- INSTRUCTIONS TO FOLLOW -
Reproduce every one of the items below word for word, changing nothing.

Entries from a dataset
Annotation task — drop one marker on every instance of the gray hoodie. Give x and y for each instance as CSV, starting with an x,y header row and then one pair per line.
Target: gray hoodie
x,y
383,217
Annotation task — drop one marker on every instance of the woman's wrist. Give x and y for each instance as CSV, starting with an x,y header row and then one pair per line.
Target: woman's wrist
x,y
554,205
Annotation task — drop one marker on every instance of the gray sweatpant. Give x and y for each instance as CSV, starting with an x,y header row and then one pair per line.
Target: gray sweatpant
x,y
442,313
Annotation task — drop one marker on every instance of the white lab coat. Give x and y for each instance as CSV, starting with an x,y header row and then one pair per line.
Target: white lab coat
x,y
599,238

- RESPONSE TO THIS EXERCISE -
Annotation task — drop one marker on every instance of the gray hoodie. Give x and y for each instance as CSV, starting with an x,y header row and then one pair per line.
Target: gray hoodie
x,y
383,217
Annotation task — drop one marker on every instance of the woman's wrist. Give x and y for each instance as CSV, starting with an x,y header row and then one pair per line.
Target: woman's wrist
x,y
554,205
Annotation task — drop one marker on every instance of the gray sweatpant. Give x and y for each instance as CSV, starting with an x,y header row and then one pair per line.
Target: gray sweatpant
x,y
442,313
Annotation task — drop one marker on every instance of the white lab coat. Give x and y for each instance as CSV, starting with an x,y header row and then one pair per line.
Target: white lab coat
x,y
599,238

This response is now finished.